[Entradas do conjunto de dados]

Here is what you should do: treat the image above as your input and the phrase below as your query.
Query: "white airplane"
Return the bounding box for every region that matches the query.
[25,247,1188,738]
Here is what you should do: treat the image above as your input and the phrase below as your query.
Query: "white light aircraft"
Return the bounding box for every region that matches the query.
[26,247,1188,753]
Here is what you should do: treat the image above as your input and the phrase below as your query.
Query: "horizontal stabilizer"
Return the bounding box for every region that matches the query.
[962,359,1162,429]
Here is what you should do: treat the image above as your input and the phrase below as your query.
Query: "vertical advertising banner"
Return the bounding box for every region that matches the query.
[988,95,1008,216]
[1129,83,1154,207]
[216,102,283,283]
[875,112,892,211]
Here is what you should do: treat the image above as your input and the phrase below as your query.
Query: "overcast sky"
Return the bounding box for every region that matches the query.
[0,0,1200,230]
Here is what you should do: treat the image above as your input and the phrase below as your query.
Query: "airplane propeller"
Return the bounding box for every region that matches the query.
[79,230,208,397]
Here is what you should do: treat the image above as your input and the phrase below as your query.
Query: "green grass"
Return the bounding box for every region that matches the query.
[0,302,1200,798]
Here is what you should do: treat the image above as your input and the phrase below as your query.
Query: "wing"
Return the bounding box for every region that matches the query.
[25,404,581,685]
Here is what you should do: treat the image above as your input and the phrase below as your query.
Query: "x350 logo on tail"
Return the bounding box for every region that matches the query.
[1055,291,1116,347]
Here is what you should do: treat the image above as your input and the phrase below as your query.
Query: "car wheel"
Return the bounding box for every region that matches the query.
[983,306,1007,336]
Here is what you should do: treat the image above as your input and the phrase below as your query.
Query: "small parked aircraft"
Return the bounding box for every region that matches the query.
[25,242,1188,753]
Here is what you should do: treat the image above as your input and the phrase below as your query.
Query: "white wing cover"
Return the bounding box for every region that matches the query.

Tarefa do exercício ▸ Reescreva todas as linhas acima trocando "region" por "area" e mantendo o restante sem nenhuma alteração.

Resposta completa ▸
Here is what you should do: treat the image above as your input and the phrase below as your query.
Query: "white airplane"
Return the bounding box for every area that matches the query.
[25,247,1188,738]
Here is what you should do: treat the image above as your input and the phrase below as your query.
Query: "white light aircraft"
Return the bounding box for every area that matches the query.
[26,247,1188,753]
Here is what you should do: treat the image above as your input and the phrase below as your query.
Query: "horizontal stabilizer"
Return the bounding box for every area that matches the query.
[962,359,1162,429]
Here is what you should do: treat the image above as your input and the phrase below as your query.
Query: "vertical advertising banner"
Return the bounding box for every area that matches the query.
[988,95,1008,216]
[1129,83,1154,207]
[216,102,283,283]
[875,112,892,211]
Here is what you should do: treat the image above as your input and the phrase below as your query.
Query: "overcast sky"
Return the bounding box for every area that matches the query.
[0,0,1200,230]
Here is what you should do: treat the image above as your input and the phrase below as your query.
Query: "airplane propeller"
Return the bounding box for every area that matches the query.
[79,230,208,397]
Here is what you should do: treat the image above as your input and the phrase below as your query.
Query: "green grass"
Return the bounding box for every area that matches the query.
[0,302,1200,798]
Here is what you should do: treat the image above as your input and the phrase below as your query.
Query: "wing"
Return the bounding box for every area that matches the query.
[25,404,581,685]
Here is what you should do: treat the image above as your input and the phrase below as your query.
Query: "x350 logo on tail"
Return the bounding box for every area that matches the query.
[1055,291,1116,347]
Here is what you should do: treat the image above as your input and the phrase below as your query.
Query: "car wheel"
Return the bounding box for every area that matches the query.
[983,306,1007,336]
Here is what you should do: treat the image above as your input and the phrase below as your query.
Query: "small parked aircraft"
Return the bounding box for every area that matches the query.
[25,242,1188,753]
Here is what you should do: treat the image above as your input and the phrase below as your query.
Query: "white wing cover"
Return the bounding box for every area that matches the query.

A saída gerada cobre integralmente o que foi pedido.